> [EXERCISE OBJECTIVE]: Find the word "breakfast" in the records and copy every line where it occurs.
+ + + + +
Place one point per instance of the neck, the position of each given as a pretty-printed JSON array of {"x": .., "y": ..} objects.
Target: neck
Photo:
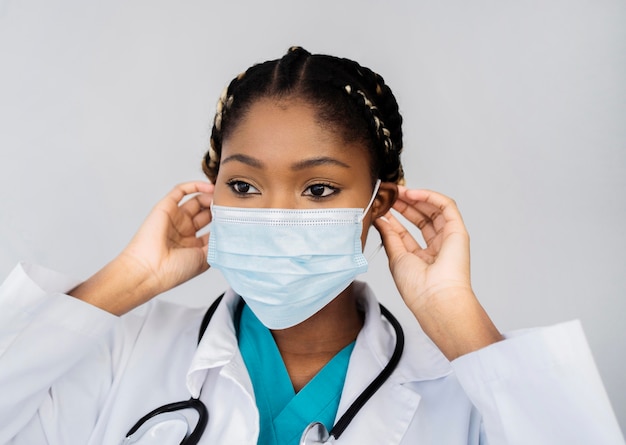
[{"x": 308, "y": 346}]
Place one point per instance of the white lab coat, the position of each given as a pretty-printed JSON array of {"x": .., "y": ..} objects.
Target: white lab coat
[{"x": 71, "y": 374}]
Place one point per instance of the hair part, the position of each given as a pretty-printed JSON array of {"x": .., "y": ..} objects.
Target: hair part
[{"x": 350, "y": 99}]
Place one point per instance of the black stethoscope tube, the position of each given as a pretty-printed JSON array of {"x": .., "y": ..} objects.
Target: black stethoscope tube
[{"x": 337, "y": 429}]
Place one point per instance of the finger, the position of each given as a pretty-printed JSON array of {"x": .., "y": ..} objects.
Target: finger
[
  {"x": 395, "y": 236},
  {"x": 201, "y": 220},
  {"x": 440, "y": 209},
  {"x": 196, "y": 204},
  {"x": 419, "y": 218},
  {"x": 187, "y": 188}
]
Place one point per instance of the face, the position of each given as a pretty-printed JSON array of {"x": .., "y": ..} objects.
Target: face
[{"x": 279, "y": 156}]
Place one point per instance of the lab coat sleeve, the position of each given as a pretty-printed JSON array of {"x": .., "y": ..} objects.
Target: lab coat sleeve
[
  {"x": 541, "y": 387},
  {"x": 43, "y": 335}
]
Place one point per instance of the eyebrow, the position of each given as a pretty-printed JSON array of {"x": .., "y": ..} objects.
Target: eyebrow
[
  {"x": 300, "y": 165},
  {"x": 315, "y": 162},
  {"x": 248, "y": 160}
]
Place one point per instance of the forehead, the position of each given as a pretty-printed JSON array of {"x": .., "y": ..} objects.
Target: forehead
[{"x": 287, "y": 130}]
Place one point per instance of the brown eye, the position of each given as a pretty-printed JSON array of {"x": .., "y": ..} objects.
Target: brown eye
[
  {"x": 320, "y": 191},
  {"x": 242, "y": 188}
]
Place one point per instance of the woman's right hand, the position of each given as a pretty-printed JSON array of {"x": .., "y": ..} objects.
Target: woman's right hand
[{"x": 164, "y": 253}]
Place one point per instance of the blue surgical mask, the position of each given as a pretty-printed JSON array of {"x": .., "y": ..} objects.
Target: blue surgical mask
[{"x": 287, "y": 264}]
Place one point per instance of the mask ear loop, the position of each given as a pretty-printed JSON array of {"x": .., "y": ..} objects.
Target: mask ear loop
[{"x": 371, "y": 255}]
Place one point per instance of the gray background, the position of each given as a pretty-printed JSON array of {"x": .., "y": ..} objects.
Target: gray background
[{"x": 516, "y": 109}]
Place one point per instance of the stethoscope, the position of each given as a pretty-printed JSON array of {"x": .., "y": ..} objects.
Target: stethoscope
[{"x": 315, "y": 433}]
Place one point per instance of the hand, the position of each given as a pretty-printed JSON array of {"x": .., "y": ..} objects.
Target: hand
[
  {"x": 434, "y": 280},
  {"x": 164, "y": 253},
  {"x": 422, "y": 273},
  {"x": 165, "y": 248}
]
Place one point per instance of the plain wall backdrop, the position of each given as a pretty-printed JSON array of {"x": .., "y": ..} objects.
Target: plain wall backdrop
[{"x": 515, "y": 109}]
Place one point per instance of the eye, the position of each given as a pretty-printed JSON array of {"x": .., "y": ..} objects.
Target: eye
[
  {"x": 242, "y": 188},
  {"x": 320, "y": 190}
]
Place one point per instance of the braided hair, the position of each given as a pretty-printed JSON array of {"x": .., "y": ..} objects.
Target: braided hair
[{"x": 349, "y": 98}]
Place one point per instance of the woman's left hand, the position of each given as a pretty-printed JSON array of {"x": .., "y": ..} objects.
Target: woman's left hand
[{"x": 434, "y": 280}]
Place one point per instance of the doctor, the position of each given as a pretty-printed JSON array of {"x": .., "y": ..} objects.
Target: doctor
[{"x": 304, "y": 159}]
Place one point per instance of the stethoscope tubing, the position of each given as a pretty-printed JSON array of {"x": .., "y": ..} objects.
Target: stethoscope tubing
[{"x": 338, "y": 428}]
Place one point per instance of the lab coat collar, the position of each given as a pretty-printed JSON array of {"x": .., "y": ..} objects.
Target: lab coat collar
[
  {"x": 218, "y": 347},
  {"x": 420, "y": 361}
]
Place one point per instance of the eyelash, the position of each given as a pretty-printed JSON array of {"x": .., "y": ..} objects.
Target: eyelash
[
  {"x": 235, "y": 182},
  {"x": 233, "y": 186},
  {"x": 334, "y": 191}
]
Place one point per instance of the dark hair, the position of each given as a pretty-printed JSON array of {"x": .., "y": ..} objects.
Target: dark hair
[{"x": 349, "y": 98}]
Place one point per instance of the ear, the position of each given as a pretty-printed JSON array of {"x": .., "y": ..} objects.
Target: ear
[{"x": 386, "y": 196}]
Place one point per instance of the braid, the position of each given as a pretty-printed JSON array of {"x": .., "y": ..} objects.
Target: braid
[
  {"x": 351, "y": 98},
  {"x": 385, "y": 118}
]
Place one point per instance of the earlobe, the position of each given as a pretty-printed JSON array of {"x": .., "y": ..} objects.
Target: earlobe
[{"x": 386, "y": 196}]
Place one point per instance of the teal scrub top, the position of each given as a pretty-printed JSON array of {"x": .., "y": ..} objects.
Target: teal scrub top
[{"x": 284, "y": 414}]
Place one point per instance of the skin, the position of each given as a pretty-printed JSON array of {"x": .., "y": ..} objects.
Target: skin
[{"x": 279, "y": 156}]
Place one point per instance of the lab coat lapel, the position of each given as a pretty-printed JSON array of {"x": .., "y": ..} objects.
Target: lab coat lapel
[
  {"x": 386, "y": 417},
  {"x": 218, "y": 348}
]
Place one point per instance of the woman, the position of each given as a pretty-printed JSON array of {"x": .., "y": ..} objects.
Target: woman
[{"x": 304, "y": 159}]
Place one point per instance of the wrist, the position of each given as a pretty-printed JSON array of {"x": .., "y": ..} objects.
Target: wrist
[
  {"x": 118, "y": 287},
  {"x": 456, "y": 322}
]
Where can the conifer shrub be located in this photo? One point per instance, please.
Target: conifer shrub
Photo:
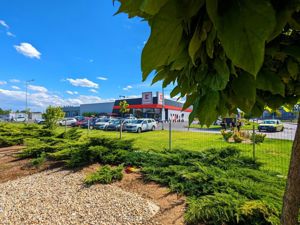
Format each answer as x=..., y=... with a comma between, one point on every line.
x=105, y=175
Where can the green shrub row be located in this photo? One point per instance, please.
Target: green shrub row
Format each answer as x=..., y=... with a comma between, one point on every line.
x=221, y=186
x=105, y=175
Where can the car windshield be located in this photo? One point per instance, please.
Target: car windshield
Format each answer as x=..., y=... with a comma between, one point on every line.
x=137, y=121
x=269, y=122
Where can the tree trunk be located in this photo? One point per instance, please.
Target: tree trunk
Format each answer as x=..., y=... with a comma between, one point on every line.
x=291, y=200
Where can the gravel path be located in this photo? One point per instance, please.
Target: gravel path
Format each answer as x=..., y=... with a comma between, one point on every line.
x=59, y=197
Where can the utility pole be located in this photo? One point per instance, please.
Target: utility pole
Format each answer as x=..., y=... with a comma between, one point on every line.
x=163, y=114
x=26, y=97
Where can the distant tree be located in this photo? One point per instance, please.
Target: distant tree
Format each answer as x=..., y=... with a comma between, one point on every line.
x=124, y=107
x=52, y=115
x=224, y=56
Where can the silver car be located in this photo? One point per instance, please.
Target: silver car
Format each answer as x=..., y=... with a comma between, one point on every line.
x=67, y=122
x=141, y=125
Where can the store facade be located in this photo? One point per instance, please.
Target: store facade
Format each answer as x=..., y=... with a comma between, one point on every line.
x=148, y=106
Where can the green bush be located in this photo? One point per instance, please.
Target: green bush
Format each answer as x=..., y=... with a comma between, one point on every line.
x=222, y=187
x=37, y=162
x=226, y=134
x=105, y=175
x=259, y=138
x=237, y=138
x=7, y=141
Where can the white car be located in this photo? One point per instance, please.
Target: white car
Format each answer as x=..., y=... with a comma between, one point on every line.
x=141, y=125
x=67, y=122
x=20, y=119
x=101, y=124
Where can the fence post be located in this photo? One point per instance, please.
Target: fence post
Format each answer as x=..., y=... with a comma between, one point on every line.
x=253, y=140
x=170, y=135
x=121, y=129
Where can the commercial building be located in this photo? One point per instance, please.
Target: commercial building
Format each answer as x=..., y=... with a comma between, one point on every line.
x=148, y=106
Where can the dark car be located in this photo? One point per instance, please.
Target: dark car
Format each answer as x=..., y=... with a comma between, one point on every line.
x=115, y=125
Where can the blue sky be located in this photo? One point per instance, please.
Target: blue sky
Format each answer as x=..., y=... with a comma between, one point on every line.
x=76, y=52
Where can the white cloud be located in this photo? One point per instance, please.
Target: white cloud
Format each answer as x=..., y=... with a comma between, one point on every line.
x=4, y=24
x=72, y=92
x=93, y=91
x=14, y=81
x=15, y=87
x=41, y=100
x=37, y=88
x=102, y=78
x=28, y=50
x=127, y=88
x=83, y=83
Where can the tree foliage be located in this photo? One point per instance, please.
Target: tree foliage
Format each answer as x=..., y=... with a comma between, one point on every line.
x=52, y=116
x=124, y=107
x=223, y=55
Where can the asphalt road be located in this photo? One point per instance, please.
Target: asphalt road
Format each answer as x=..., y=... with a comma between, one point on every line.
x=288, y=133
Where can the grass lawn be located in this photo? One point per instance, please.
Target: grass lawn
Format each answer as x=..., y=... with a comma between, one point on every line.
x=273, y=153
x=248, y=126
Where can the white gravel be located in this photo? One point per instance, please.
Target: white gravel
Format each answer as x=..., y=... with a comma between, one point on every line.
x=59, y=197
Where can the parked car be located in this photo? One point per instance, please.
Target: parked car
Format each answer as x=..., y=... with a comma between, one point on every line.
x=80, y=121
x=141, y=125
x=271, y=126
x=101, y=124
x=89, y=122
x=20, y=119
x=115, y=125
x=67, y=122
x=40, y=121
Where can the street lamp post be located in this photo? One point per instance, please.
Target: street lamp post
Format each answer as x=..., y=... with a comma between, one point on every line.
x=163, y=114
x=26, y=97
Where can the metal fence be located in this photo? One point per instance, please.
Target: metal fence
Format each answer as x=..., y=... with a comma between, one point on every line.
x=273, y=153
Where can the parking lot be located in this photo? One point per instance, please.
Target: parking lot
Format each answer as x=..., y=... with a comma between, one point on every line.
x=287, y=134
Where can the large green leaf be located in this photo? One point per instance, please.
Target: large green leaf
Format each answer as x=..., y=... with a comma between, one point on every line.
x=219, y=79
x=196, y=41
x=270, y=81
x=166, y=32
x=293, y=68
x=243, y=26
x=244, y=90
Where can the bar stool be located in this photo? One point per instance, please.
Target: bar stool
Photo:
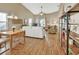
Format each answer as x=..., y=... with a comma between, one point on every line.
x=3, y=42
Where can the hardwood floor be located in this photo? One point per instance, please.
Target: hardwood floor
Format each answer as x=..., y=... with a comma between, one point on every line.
x=35, y=46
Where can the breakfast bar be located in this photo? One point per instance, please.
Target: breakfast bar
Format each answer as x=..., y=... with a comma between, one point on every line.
x=12, y=34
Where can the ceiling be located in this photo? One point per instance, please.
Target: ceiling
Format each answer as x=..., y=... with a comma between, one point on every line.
x=47, y=8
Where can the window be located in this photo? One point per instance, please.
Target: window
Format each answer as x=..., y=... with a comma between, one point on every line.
x=3, y=21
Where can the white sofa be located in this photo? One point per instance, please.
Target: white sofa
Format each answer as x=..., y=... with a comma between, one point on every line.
x=33, y=31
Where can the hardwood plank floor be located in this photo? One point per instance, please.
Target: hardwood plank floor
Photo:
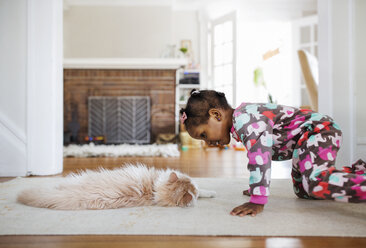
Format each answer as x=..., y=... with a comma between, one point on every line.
x=197, y=163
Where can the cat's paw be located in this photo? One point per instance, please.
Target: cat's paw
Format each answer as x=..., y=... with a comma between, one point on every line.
x=206, y=193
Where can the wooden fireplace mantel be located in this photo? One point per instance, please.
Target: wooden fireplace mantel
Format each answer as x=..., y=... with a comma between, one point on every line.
x=124, y=63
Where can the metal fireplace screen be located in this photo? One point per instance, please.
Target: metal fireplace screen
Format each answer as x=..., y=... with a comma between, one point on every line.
x=122, y=119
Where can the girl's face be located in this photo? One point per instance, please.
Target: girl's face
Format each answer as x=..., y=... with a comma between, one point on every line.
x=214, y=132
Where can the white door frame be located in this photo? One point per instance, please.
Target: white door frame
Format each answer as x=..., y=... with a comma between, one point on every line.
x=228, y=17
x=336, y=82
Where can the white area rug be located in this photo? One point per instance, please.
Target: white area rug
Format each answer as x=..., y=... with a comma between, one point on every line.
x=285, y=215
x=91, y=150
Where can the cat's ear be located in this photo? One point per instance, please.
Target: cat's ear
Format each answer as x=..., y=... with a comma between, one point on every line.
x=173, y=177
x=187, y=198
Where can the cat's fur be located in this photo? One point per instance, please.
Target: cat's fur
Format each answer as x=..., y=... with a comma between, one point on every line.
x=127, y=186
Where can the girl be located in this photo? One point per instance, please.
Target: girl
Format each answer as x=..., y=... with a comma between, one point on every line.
x=276, y=132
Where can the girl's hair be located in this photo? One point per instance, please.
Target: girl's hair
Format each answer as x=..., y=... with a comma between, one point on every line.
x=198, y=105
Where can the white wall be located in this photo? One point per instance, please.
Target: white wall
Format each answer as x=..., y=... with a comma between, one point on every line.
x=360, y=77
x=341, y=56
x=13, y=71
x=126, y=31
x=254, y=19
x=31, y=112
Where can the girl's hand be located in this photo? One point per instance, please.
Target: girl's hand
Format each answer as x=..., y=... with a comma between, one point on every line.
x=246, y=192
x=247, y=208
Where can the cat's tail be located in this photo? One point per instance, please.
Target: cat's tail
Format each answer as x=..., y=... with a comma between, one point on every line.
x=48, y=198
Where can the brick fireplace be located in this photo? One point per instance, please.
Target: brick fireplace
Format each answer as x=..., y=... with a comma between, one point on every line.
x=158, y=84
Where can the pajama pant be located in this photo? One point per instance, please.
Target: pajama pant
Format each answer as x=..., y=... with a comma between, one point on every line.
x=313, y=173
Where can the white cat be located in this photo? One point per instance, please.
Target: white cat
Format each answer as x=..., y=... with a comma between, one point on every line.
x=127, y=186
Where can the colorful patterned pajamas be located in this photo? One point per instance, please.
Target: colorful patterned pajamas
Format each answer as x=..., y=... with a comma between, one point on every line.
x=311, y=140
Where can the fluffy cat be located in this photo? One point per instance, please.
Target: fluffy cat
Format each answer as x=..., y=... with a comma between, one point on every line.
x=127, y=186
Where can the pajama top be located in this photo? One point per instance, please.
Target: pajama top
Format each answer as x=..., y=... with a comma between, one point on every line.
x=269, y=132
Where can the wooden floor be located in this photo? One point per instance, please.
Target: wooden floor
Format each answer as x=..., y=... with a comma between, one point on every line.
x=197, y=163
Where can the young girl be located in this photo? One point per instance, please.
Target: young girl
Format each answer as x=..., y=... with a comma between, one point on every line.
x=276, y=132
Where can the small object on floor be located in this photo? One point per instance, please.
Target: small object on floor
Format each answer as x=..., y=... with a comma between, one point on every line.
x=123, y=150
x=184, y=148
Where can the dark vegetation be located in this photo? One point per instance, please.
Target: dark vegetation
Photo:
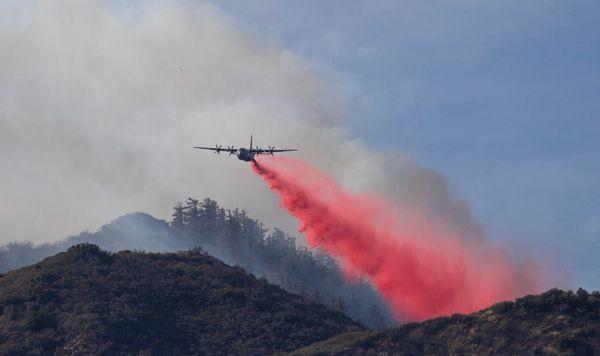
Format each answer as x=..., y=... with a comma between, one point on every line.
x=553, y=323
x=236, y=239
x=88, y=301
+ + + + +
> [FINISHED EXERCISE]:
Where can the breakfast bar be located in this photo? One point per instance, please.
Target: breakfast bar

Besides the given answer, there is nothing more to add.